PASSAGE>
+ + + +

/LLM-Merging

LLM-Merging: Building LLMs Efficiently through Merging

Primary LanguageJupyter Notebook

LLM-Merging: Building LLMs Efficiently through Merging

This repository contains the starter code for the LLM-Merging competition.

Important Tips

  1. Please do not specify any device_id in the code because the device_id might not hold in our setup. If you need to specify a device_id in your setup, one solution is to use environment variables like
export CUDA_VISIBLE_DEVICES=0  
  1. Please do not specify any filepaths because they may not be the same in our setup. If you need to specify the HuggingFace cache, one solution is to use environment variables like
export HUGGINGFACE_HUB_CACHE=/tmp/

and then access this path in Python via

path=os.environ["HUGGINGFACE_HUB_CACHE"]

Setup Environment

The library was tested on CUDA 10.1 on an A6000.

+ + + +

Return the complete LLM-Merging starter-code page, word for word. None of the entries are needed for this.

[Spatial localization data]

+ + + +

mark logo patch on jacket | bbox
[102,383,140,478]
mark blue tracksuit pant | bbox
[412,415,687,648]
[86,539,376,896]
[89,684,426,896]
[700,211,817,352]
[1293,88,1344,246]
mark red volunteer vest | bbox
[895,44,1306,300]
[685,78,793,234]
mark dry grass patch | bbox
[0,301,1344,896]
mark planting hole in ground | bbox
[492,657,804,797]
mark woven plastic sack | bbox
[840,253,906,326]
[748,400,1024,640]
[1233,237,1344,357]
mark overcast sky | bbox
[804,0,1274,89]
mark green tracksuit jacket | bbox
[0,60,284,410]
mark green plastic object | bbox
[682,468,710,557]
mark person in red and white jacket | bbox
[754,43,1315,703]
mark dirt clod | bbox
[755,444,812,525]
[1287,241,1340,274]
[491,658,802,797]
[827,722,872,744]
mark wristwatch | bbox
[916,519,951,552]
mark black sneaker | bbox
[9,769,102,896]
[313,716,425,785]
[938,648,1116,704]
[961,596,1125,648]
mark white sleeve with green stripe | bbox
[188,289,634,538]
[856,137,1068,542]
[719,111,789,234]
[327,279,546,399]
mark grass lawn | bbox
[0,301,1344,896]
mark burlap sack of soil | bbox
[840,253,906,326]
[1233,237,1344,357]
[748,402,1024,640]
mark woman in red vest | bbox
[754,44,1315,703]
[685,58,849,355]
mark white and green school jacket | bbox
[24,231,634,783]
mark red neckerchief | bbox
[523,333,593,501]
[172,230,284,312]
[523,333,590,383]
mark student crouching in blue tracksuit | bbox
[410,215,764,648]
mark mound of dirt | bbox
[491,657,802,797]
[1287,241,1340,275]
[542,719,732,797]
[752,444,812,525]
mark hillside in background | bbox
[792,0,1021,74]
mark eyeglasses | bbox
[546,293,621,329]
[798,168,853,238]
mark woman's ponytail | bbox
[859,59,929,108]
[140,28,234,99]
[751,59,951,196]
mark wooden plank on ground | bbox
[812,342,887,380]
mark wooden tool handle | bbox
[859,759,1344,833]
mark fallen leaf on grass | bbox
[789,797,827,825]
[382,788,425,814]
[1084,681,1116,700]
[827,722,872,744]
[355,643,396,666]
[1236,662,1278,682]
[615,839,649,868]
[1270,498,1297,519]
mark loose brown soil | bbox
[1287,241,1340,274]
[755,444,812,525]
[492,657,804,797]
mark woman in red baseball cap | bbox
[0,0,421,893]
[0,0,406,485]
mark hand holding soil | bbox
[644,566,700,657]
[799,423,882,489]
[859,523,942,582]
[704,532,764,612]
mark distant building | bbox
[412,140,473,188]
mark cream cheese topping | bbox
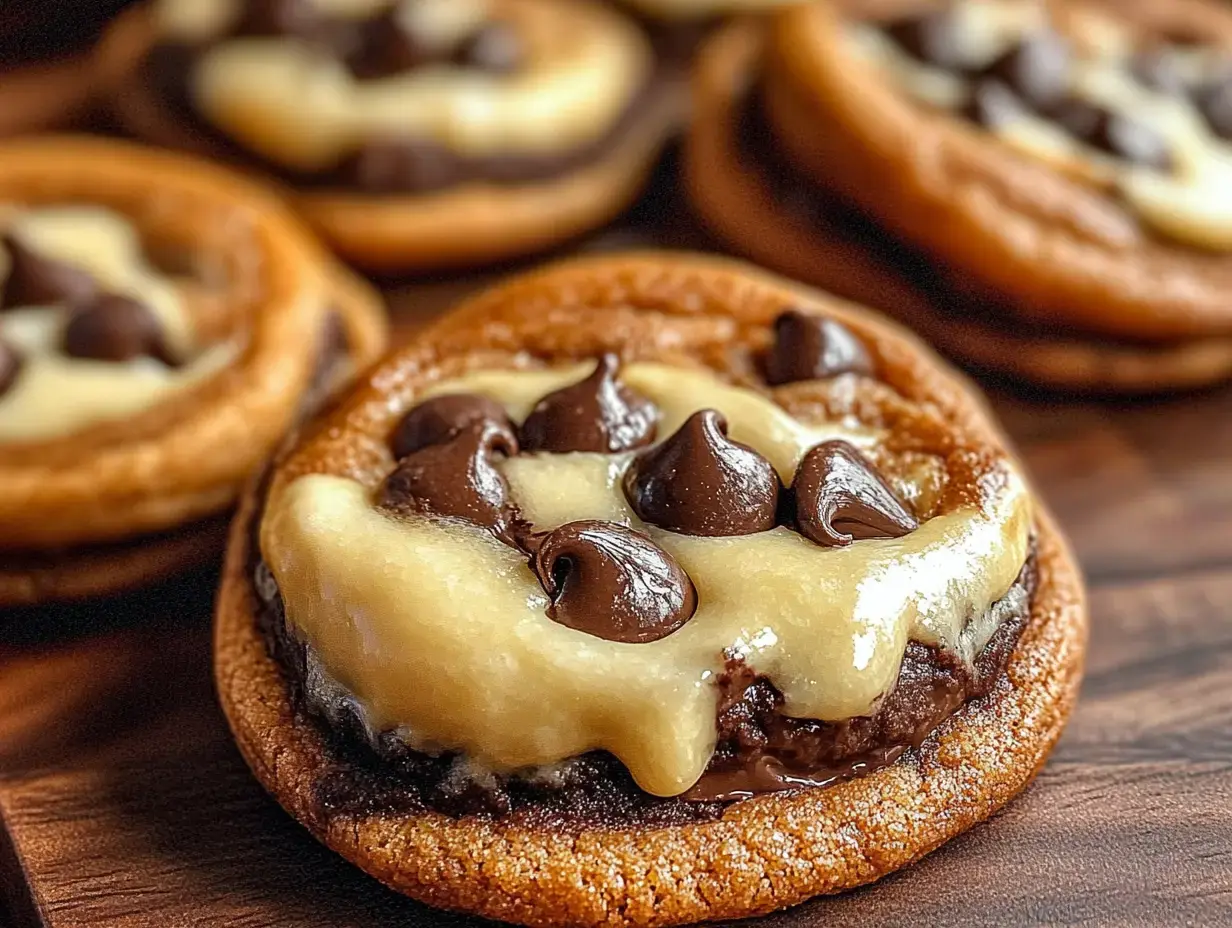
[850,0,1232,251]
[0,206,235,442]
[261,364,1031,796]
[159,0,653,171]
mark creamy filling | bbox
[158,0,653,173]
[0,206,237,442]
[849,0,1232,251]
[261,364,1031,796]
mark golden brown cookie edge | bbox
[214,255,1087,926]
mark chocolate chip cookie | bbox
[689,0,1232,392]
[214,254,1087,926]
[0,138,384,604]
[103,0,680,271]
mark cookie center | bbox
[158,0,653,173]
[0,206,235,442]
[848,0,1232,251]
[261,350,1030,796]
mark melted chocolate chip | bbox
[339,136,461,193]
[765,309,872,386]
[0,235,97,309]
[1194,79,1232,139]
[521,354,659,454]
[232,0,320,37]
[625,409,779,536]
[527,521,697,645]
[886,10,966,71]
[792,441,919,547]
[389,393,514,460]
[455,20,526,74]
[344,5,442,80]
[1051,99,1172,170]
[962,79,1026,129]
[983,31,1071,110]
[381,420,517,536]
[1130,48,1188,96]
[64,293,168,362]
[0,340,21,397]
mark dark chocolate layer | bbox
[0,0,133,70]
[253,502,1036,829]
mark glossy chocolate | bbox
[1050,99,1172,170]
[389,393,514,460]
[983,31,1072,111]
[886,10,966,70]
[527,521,697,645]
[63,293,168,362]
[0,235,97,309]
[232,0,322,37]
[791,441,919,547]
[379,420,517,536]
[521,354,659,454]
[625,409,779,536]
[765,309,872,386]
[0,339,21,397]
[962,79,1026,129]
[344,5,450,80]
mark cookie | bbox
[739,0,1232,387]
[0,0,137,136]
[684,22,1232,393]
[101,0,681,271]
[214,253,1087,926]
[0,137,386,601]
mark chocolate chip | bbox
[1194,78,1232,140]
[527,521,697,645]
[1130,48,1188,96]
[791,441,919,547]
[381,421,517,536]
[765,309,872,386]
[232,0,320,37]
[886,10,967,71]
[983,31,1071,110]
[453,20,526,74]
[64,293,169,362]
[521,354,659,454]
[389,393,514,460]
[344,5,448,80]
[339,137,461,193]
[1051,97,1172,170]
[962,79,1026,129]
[0,235,97,309]
[0,340,22,396]
[625,409,779,536]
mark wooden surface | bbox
[0,170,1232,928]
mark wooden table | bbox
[0,175,1232,928]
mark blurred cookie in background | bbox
[0,137,386,606]
[102,0,680,272]
[0,0,132,136]
[687,0,1232,392]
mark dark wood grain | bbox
[0,175,1232,928]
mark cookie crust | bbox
[214,254,1087,926]
[99,7,686,272]
[0,137,386,569]
[685,22,1232,394]
[766,0,1232,340]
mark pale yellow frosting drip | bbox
[0,207,235,442]
[261,365,1031,796]
[851,0,1232,251]
[159,0,653,171]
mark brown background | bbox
[0,168,1232,928]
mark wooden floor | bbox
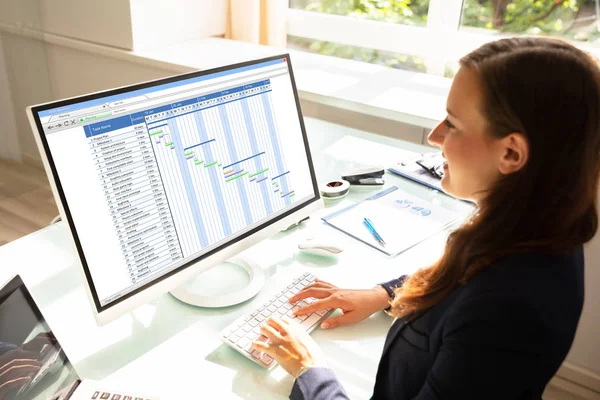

+ + + +

RESPONSE BELOW>
/LLM-Merging

LLM-Merging: Building LLMs Efficiently through Merging

Primary LanguageJupyter Notebook

LLM-Merging: Building LLMs Efficiently through Merging

This repository contains the starter code for the LLM-Merging competition.

Important Tips

  1. Please do not specify any device_id in the code because the device_id might not hold in our setup. If you need to specify a device_id in your setup, one solution is to use environment variables like
export CUDA_VISIBLE_DEVICES=0  
  1. Please do not specify any filepaths because they may not be the same in our setup. If you need to specify the HuggingFace cache, one solution is to use environment variables like
export HUGGINGFACE_HUB_CACHE=/tmp/

and then access this path in Python via

path=os.environ["HUGGINGFACE_HUB_CACHE"]

Setup Environment

The library was tested on CUDA 10.1 on an A6000.